[Begin Records for the exercise]

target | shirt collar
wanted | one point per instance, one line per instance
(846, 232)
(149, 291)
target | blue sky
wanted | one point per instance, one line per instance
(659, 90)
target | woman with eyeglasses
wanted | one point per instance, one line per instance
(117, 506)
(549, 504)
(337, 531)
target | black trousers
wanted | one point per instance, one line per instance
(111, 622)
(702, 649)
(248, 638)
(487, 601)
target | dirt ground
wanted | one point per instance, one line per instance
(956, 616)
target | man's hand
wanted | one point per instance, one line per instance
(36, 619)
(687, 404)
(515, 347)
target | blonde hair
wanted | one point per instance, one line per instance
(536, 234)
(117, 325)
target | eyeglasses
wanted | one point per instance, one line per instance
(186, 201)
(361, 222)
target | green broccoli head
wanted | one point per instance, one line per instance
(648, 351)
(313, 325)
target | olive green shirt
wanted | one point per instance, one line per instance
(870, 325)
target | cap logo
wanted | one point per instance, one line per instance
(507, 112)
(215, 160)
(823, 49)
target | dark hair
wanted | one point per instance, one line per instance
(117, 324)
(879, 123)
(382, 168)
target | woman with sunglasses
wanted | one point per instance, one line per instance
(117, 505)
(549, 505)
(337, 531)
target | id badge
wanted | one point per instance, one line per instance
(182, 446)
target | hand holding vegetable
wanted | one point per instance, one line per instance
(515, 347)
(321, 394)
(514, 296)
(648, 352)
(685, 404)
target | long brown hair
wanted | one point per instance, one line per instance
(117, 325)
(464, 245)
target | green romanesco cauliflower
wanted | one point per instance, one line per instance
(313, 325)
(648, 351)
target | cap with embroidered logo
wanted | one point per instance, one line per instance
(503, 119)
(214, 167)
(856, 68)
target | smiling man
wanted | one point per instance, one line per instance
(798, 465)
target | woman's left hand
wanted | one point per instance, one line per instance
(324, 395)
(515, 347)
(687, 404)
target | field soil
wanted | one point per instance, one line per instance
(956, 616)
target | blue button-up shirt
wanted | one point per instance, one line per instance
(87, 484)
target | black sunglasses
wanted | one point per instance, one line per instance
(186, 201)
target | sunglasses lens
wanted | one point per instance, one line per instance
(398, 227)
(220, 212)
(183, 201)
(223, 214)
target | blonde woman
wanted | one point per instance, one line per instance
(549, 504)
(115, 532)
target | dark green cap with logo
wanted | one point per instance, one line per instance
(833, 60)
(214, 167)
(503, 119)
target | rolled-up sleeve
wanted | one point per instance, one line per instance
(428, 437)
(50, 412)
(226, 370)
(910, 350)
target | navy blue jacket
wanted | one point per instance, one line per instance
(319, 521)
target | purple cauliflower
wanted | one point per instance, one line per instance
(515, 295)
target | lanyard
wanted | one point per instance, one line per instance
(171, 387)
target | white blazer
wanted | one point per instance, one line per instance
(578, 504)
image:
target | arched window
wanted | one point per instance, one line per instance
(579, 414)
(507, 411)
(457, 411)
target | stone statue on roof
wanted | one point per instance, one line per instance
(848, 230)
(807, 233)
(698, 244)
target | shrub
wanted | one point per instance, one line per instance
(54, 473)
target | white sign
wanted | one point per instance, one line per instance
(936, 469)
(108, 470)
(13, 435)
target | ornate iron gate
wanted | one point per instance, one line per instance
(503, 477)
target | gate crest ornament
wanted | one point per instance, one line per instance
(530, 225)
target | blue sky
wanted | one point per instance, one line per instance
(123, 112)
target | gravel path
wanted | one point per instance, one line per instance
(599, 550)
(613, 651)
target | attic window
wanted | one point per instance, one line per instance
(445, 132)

[End Records for the exercise]

→ Exercise details:
Copy out all of the records above with nothing altered.

→ Result:
target | shirt collar
wanted | one point per instance, one line per instance
(846, 232)
(149, 291)
target | blue sky
wanted | one point per instance, one line per instance
(659, 90)
target | woman with eyeglasses
wanted | one point per instance, one line per instance
(117, 506)
(549, 504)
(337, 531)
target | black trousers
wanted | one point per instance, one line per instance
(111, 622)
(702, 649)
(248, 638)
(487, 601)
target | dirt ground
wanted | one point per instance, one line per instance
(956, 616)
target | man's hand
wanted | one point per instance, one line per instance
(36, 619)
(687, 404)
(515, 347)
target | blonde hair
wanted | one point per instance, one line per instance
(536, 234)
(117, 325)
target | eyeglasses
wanted | one point per instance, one line per instance
(186, 201)
(361, 222)
target | green broccoli head
wanted | one point per instance, one line per instance
(648, 351)
(313, 325)
target | olive green shirt
wanted | one point per instance, one line per instance
(870, 325)
target | cap logo
wanted | one point per instance, one line per instance
(507, 112)
(215, 160)
(823, 49)
target | dark hair
wanted | one point per instance, one line per instance
(117, 324)
(879, 123)
(382, 168)
target | woman with sunglasses
wanted | one point per instance, one line per instance
(117, 505)
(549, 505)
(337, 531)
target | id badge
wanted | one point per instance, one line per instance
(182, 446)
target | hand holding vegetable
wanted | one point per instance, one line per instance
(515, 347)
(321, 394)
(514, 296)
(648, 352)
(685, 404)
target | long brown hair
wanted | one point per instance, one line per instance
(117, 325)
(464, 245)
target | green romanesco cauliflower
wanted | one point per instance, one line per instance
(313, 325)
(648, 351)
target | cap with embroidered logo
wanted | one point per instance, one line per instance
(503, 119)
(214, 167)
(856, 68)
target | smiling man
wanted | one point per instance, one line per instance
(798, 465)
target | woman's left hand
wanted | one point per instance, one line per instance
(324, 395)
(515, 347)
(687, 404)
target | field soil
wanted | one point per instance, one line per instance
(956, 616)
target | blue button-up shirt
wanted | one point per instance, one line per instance
(87, 484)
target | black sunglasses
wanted | one point per instance, one line per instance
(186, 201)
target | sunglasses lens
wanted | one point per instance, one line per instance
(398, 227)
(220, 212)
(183, 201)
(223, 214)
target | blonde woman
wanted | one point per instance, one line per instance
(549, 504)
(115, 532)
target | dark green cap with logo
wanted | one point per instance, one line per instance
(833, 60)
(214, 167)
(503, 119)
target | rolled-up sleeve
wanted | one point per instance, one line per instance
(428, 437)
(50, 412)
(226, 370)
(910, 350)
target | navy blue jacket
wanted | one point per instance, one line per instance
(319, 521)
target | purple cauliflower
wanted | one point per instance, one line per instance
(515, 295)
target | lanyard
wanted | one point per instance, one line per instance
(171, 387)
target | white blazer
wanted | one point per instance, one line per instance
(578, 504)
image:
target | arched window
wanted | one point per instance, one line per instance
(579, 414)
(507, 411)
(457, 411)
target | stone statue on roof
wanted | one point per instance, one line per instance
(848, 230)
(807, 233)
(698, 244)
target | shrub
wanted | one point per instance, one line per instance
(54, 473)
target | white sign
wanted | one point per instance, one line per instance
(936, 469)
(108, 470)
(13, 435)
target | ornate iron gate
wanted | one point per instance, one line per instance
(503, 477)
target | gate crest ornament
wanted | one point per instance, one line per instance
(530, 225)
target | blue sky
wanted | one point per instance, one line per instance
(123, 112)
target | gravel path
wanted | one point per instance, one line per instance
(599, 550)
(613, 651)
target | attic window
wanted | one point per instance, one line per instance
(445, 132)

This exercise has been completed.